### Your instructions
The string "stem" appears in some lines of the entries that follow; copy each such line.

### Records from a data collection
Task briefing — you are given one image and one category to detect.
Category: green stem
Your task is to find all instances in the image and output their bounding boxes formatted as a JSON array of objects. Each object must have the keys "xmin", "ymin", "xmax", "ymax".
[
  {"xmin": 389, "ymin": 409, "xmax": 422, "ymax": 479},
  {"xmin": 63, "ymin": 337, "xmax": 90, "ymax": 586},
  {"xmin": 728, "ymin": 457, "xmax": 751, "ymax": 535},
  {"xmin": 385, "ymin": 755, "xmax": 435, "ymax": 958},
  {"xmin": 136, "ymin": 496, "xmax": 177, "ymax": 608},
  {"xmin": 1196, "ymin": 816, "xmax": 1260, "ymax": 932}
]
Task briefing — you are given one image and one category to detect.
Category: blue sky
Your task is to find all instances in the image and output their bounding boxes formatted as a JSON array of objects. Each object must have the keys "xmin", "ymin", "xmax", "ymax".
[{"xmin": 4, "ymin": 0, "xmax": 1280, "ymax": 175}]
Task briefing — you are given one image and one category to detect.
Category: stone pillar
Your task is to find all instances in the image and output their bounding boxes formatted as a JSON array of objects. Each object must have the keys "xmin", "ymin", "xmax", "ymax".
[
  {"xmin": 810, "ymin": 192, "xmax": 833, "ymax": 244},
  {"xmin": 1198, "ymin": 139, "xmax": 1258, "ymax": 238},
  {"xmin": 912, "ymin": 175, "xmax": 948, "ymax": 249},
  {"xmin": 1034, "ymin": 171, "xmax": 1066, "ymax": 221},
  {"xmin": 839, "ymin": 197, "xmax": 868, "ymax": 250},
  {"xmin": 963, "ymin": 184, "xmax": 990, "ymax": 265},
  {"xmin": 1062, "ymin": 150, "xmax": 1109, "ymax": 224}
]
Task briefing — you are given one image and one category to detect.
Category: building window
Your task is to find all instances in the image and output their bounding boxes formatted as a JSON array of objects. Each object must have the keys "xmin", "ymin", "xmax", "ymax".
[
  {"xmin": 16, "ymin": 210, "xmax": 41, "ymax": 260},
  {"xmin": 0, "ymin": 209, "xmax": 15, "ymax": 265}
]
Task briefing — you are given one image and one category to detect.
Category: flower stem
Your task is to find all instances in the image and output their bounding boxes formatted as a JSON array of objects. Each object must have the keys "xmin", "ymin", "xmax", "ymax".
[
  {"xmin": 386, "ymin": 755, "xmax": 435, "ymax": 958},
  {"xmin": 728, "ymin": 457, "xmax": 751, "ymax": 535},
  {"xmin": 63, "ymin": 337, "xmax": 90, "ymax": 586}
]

### The answer
Category: green stem
Category: flower stem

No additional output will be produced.